### Records provided
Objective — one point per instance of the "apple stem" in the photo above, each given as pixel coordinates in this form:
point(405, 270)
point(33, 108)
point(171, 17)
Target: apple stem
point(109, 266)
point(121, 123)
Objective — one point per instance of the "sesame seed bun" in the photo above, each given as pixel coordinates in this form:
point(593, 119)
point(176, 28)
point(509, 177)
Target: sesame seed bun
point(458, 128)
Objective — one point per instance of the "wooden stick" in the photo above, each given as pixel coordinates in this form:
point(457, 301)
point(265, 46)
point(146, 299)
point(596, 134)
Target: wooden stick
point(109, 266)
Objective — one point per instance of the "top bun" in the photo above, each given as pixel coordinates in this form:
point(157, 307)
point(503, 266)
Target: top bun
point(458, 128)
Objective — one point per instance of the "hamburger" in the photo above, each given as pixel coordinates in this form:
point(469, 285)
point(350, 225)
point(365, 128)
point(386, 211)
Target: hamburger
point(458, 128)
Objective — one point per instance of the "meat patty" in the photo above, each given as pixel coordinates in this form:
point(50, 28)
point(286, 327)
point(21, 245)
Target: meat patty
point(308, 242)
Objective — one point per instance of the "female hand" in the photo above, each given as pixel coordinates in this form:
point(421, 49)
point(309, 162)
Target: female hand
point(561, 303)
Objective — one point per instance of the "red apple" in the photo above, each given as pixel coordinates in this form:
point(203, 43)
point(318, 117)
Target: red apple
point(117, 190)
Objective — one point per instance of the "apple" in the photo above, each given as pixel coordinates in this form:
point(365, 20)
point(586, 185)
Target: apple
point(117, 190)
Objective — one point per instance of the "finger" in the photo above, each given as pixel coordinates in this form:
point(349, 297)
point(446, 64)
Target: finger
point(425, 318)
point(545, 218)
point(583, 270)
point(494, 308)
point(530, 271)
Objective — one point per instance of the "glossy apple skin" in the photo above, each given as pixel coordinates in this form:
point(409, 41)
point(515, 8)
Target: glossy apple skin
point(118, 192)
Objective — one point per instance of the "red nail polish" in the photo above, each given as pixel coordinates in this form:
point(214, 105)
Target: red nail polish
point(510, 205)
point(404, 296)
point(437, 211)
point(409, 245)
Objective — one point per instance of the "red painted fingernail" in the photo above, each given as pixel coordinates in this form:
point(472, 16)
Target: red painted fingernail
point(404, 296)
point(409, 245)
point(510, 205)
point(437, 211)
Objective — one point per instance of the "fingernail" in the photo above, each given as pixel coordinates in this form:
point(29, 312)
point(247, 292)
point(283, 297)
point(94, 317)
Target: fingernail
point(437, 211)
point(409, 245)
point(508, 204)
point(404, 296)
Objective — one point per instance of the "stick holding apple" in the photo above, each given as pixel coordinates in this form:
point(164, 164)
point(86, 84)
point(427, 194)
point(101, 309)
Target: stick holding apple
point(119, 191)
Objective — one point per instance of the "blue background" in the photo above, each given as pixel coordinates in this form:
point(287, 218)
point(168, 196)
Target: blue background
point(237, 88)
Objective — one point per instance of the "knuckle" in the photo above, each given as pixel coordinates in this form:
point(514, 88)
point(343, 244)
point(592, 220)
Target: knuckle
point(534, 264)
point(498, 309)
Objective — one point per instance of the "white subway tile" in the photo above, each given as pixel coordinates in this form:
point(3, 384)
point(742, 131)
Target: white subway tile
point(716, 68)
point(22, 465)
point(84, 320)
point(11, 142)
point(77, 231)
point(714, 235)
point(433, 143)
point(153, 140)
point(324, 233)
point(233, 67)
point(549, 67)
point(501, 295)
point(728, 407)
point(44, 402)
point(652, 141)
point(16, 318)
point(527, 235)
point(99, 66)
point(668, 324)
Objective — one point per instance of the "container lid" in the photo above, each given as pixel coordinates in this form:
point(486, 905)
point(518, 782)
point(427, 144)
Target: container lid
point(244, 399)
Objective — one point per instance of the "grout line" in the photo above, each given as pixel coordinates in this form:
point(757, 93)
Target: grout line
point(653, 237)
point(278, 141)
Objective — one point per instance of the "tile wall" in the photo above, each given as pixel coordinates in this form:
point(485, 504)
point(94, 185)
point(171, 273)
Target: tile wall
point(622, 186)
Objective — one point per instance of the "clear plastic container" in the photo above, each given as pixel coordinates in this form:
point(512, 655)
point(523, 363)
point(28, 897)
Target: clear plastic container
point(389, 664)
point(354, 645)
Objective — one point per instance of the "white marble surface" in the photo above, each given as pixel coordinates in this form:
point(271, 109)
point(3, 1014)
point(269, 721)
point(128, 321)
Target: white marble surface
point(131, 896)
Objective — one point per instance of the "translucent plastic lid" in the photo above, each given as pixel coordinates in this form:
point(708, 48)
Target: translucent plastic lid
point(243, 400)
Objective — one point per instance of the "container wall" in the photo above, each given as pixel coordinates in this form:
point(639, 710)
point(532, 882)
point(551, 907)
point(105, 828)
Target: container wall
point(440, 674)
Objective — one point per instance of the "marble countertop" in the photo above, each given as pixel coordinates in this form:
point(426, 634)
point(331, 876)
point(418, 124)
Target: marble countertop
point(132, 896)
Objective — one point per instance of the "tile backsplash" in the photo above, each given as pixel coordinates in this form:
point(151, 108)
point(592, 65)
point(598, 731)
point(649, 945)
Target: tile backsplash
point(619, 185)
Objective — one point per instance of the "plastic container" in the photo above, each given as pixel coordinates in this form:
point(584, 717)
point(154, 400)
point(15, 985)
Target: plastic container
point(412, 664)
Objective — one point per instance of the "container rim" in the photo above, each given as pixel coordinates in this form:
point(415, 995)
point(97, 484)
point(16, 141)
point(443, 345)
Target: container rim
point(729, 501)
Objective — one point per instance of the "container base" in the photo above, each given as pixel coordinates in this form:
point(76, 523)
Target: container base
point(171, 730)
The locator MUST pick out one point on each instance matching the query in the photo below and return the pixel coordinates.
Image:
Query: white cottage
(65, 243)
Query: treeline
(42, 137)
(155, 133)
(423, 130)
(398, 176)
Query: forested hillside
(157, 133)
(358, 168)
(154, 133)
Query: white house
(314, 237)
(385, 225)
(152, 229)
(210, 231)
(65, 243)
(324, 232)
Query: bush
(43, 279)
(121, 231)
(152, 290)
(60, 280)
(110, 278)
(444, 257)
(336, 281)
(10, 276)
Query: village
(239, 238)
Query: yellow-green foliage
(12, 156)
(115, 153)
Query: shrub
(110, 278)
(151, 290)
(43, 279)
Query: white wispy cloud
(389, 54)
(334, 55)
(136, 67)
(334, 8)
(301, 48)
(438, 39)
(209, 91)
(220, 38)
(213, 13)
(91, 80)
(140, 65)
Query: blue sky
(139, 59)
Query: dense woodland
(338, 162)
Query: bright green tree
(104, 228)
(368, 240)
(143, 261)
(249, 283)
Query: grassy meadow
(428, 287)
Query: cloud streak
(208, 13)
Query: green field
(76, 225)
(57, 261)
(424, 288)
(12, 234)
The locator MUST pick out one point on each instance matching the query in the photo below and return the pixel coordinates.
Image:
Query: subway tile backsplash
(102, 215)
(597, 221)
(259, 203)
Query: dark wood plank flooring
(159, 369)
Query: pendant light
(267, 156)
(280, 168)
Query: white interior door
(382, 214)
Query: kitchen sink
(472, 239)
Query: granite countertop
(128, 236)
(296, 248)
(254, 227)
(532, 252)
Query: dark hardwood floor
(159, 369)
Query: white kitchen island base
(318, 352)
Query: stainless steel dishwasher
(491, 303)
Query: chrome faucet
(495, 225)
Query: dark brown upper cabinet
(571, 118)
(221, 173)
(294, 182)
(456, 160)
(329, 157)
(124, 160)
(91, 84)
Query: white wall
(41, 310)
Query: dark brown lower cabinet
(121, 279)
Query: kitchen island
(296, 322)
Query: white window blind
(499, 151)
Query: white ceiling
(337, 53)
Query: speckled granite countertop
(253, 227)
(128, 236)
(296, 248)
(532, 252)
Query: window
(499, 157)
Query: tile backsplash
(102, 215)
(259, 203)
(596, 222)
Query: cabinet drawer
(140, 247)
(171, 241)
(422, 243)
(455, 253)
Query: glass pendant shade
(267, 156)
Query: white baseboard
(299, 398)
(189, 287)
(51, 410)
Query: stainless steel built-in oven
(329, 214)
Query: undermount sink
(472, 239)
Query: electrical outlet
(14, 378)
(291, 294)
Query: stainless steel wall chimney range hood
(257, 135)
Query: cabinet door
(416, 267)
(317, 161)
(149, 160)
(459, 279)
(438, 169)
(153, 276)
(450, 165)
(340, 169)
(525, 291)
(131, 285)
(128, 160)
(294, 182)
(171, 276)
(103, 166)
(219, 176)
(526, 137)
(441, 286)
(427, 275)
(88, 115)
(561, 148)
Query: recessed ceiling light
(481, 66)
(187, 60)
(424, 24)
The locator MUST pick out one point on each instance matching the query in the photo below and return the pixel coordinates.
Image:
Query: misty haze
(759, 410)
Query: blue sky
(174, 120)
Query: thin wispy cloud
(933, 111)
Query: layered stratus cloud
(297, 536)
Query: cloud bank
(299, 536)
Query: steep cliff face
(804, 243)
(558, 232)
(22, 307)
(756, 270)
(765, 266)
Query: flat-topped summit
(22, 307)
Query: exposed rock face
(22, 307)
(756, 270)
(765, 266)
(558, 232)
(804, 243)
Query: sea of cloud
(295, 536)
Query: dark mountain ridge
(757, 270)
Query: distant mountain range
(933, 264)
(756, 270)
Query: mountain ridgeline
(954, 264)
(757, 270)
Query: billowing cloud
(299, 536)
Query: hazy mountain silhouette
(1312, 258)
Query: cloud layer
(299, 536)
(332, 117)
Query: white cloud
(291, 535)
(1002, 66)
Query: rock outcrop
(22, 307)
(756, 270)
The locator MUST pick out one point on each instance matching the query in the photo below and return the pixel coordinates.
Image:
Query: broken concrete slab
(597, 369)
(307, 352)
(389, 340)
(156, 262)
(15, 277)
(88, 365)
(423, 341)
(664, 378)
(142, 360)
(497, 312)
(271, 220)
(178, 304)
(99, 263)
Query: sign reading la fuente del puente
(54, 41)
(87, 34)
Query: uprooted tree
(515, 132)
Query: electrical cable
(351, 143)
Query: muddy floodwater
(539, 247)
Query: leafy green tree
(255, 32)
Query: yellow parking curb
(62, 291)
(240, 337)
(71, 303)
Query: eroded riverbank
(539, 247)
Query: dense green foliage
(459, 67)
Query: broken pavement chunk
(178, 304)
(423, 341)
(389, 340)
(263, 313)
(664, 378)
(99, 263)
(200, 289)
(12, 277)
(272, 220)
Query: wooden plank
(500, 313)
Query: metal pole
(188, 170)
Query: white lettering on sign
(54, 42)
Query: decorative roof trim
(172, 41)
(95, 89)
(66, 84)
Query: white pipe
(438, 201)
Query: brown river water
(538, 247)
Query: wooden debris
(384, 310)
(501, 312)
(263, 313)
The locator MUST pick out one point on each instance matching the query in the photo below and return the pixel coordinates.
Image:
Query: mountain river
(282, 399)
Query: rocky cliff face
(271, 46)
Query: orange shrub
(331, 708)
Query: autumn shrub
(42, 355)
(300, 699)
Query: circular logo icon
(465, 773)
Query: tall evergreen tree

### Required work
Set down, exactly and in full, the lines from the one containing "Query: wooden plank" through the end of the entries; no other line belongs.

### The answer
Query: wooden plank
(500, 313)
Query: metal pole
(188, 170)
Query: white lettering on sign
(54, 42)
Query: decorative roof trim
(172, 41)
(95, 89)
(66, 84)
Query: white pipe
(438, 201)
Query: brown river water
(538, 247)
Query: wooden debris
(384, 310)
(501, 312)
(263, 313)
The locator MUST pick out one point on each instance matching the query in the photo below and return the pixel coordinates.
Image:
Query: mountain river
(282, 399)
Query: rocky cliff face
(271, 46)
Query: orange shrub
(331, 708)
Query: autumn shrub
(42, 355)
(300, 699)
Query: circular logo icon
(465, 773)
Query: tall evergreen tree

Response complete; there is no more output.